**TEXTE DE L'EXERCICE**
——
MORT DE RIRE - Dans "Joker", en salles ce mercredi, l’ennemi de Batman joué par Joaquin Phoenix arbore un faciès tragi-comique que l'on regarde passer par toutes les facettes du rire... qui sont un peu les nôtres. Qu'il soit franc, forcé ou nerveux, que racontent nos rires ? Un psychologue nous éclaire.
Transfiguré par Joaquin Phoenix dans le film éponyme en salles ce mercredi, Joker prend les atours d'une "origin story" se focalisant sur l’histoire de l’homme avant qu’il ne devienne un monstre. En l’occurrence Arthur Fleck, un comédien de stand-up raté, méprisé par la société, qui va devenir l’un des personnages les plus emblématiques de l’univers de DC Comics et faire de son sourire forcé un masque de souffrance.
Ce Joker s'est peut-être souvenu de la fameuse phrase de Rabelais : "Le sourire est le propre de l’homme". Le rire est en effet ce qui nous rend humains. Le psychologue Sébastien Garnero, contacté par LCI, y voit une manifestation et une expression positives de la sociabilité : "Il apparaît comme un indicateur positif de notre bonheur, du plaisir partagé. C'est un vecteur essentiel de la communication infra et paraverbale. Regardez, sur le plan développemental, le sourire, les rires du bébé vers 3 à 4 mois font partie des premiers organisateurs sociaux de l’installation du lien mère-enfant et des premiers jeux relationnels". "Ce qui est beau, poursuit-il, c'est que le rire est particulièrement communicatif et peut faire chaîne parfois, voire créer une forme d’hystérie collective bien connue et relatée dans certains récits d’anthropologues." En somme, le sourire permet d'entrer en interaction avec les autres.
——
**DONNÉES FOURNIES**
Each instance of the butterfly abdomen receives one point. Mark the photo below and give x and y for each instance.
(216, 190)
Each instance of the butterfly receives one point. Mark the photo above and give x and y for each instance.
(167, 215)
——
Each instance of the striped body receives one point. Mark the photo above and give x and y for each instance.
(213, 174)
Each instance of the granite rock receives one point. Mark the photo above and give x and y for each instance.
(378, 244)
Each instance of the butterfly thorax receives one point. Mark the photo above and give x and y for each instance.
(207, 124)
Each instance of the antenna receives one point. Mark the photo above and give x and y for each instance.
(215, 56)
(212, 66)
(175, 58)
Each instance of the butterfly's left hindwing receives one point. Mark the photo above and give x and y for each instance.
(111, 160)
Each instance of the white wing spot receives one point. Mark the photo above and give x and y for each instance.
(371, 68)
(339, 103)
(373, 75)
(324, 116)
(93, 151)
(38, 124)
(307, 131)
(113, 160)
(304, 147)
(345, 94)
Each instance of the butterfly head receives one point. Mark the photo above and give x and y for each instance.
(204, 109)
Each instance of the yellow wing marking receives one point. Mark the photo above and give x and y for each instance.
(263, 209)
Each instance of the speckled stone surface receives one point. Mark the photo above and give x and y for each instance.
——
Recopiez à l'identique l'extrait du texte sur le rire, en partant de « MORT DE RIRE » et en finissant par « masque de souffrance. ». Ces données proviennent d'une autre source.

**RÉSULTAT DE LA TÂCHE**
MORT DE RIRE - Dans "Joker", en salles ce mercredi, l’ennemi de Batman joué par Joaquin Phoenix arbore un faciès tragi-comique que l'on regarde passer par toutes les facettes du rire... qui sont un peu les nôtres. Qu'il soit franc, forcé ou nerveux, que racontent nos rires ? Un psychologue nous éclaire.
Transfiguré par Joaquin Phoenix dans le film éponyme en salles ce mercredi, Joker prend les atours d'une "origin story" se focalisant sur l’histoire de l’homme avant qu’il ne devienne un monstre. En l’occurrence Arthur Fleck, un comédien de stand-up raté, méprisé par la société, qui va devenir l’un des personnages les plus emblématiques de l’univers de DC Comics et faire de son sourire forcé un masque de souffrance.